▸ **TASK STATEMENT**
Print each of the following entries word for word, with no changes.

-------- RECORDS FOR THIS TASK --------

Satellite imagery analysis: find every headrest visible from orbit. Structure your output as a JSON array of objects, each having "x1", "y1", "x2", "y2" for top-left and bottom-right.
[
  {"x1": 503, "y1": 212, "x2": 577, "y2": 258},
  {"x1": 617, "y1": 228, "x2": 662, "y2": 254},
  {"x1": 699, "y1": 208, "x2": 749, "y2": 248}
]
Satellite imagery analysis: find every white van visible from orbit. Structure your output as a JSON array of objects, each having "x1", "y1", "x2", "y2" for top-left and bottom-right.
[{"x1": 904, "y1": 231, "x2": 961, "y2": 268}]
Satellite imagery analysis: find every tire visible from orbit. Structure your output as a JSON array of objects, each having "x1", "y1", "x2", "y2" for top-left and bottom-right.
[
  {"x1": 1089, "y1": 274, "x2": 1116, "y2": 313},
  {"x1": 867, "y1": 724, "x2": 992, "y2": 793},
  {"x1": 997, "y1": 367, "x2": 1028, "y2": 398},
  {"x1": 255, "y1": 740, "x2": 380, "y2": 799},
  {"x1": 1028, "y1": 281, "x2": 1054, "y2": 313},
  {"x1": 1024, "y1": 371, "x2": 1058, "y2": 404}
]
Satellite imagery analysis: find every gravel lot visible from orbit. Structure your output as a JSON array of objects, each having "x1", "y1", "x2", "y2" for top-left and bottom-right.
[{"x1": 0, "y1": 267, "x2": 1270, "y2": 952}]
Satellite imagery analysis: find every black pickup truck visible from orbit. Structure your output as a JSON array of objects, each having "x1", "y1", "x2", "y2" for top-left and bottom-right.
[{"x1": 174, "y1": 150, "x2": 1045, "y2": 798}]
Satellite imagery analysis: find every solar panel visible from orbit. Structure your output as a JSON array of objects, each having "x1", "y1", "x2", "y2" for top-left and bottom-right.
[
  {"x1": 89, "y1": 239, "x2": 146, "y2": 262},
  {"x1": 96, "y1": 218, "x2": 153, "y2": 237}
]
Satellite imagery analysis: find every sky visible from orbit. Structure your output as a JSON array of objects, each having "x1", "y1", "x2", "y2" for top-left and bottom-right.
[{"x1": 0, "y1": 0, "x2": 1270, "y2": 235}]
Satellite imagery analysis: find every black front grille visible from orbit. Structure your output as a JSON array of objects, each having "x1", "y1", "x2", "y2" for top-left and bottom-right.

--------

▸ **IN RESPONSE**
Satellite imagery analysis: find every headrest visible from orbit. Structure your output as a JSON array of objects, each having "x1", "y1", "x2", "y2" for top-left and bottom-right.
[
  {"x1": 503, "y1": 212, "x2": 577, "y2": 258},
  {"x1": 617, "y1": 228, "x2": 662, "y2": 254},
  {"x1": 699, "y1": 208, "x2": 749, "y2": 248}
]
Satellite imagery analysis: find every white van visible from orbit. Structure your output as a JSON array of objects, each having "x1", "y1", "x2", "y2" for top-left and bottom-right.
[{"x1": 904, "y1": 231, "x2": 961, "y2": 268}]
Satellite imagery analysis: find every tire visible from orbit. Structure your output as a JSON array of objects, each having "x1", "y1", "x2", "y2" for top-left and bottom-right.
[
  {"x1": 1089, "y1": 274, "x2": 1116, "y2": 313},
  {"x1": 867, "y1": 724, "x2": 992, "y2": 793},
  {"x1": 997, "y1": 367, "x2": 1028, "y2": 398},
  {"x1": 255, "y1": 740, "x2": 380, "y2": 799},
  {"x1": 1028, "y1": 281, "x2": 1054, "y2": 313},
  {"x1": 1024, "y1": 371, "x2": 1058, "y2": 404}
]
Satellite imagery analysis: find every gravel lot visible from orbit. Structure your output as a JSON array of objects, each having "x1", "y1", "x2", "y2" for top-left and bottom-right.
[{"x1": 0, "y1": 267, "x2": 1270, "y2": 952}]
Satellite imagery analysis: find every black pickup truck visible from orbit. Structure your output as a JSON array of objects, each having "x1", "y1", "x2", "y2" for top-left and bottom-right.
[{"x1": 174, "y1": 150, "x2": 1045, "y2": 798}]
Satellite imagery analysis: find every solar panel visible from orbit. Structure your output as a JSON array of objects, each having "x1", "y1", "x2", "y2" for top-left and bottom-right.
[
  {"x1": 89, "y1": 239, "x2": 146, "y2": 262},
  {"x1": 96, "y1": 218, "x2": 153, "y2": 237}
]
Satellite imagery analysis: find every sky visible from orbit. Structure your output as a JSON array of objects, each having "x1", "y1", "x2", "y2" for top-left and bottom-right.
[{"x1": 0, "y1": 0, "x2": 1270, "y2": 235}]
Satellite imagery analysis: find every black front grille visible from orbit. Structure your output as a JSON array of objects, each having "x1", "y1", "x2", "y2" for top-left and bottom-right.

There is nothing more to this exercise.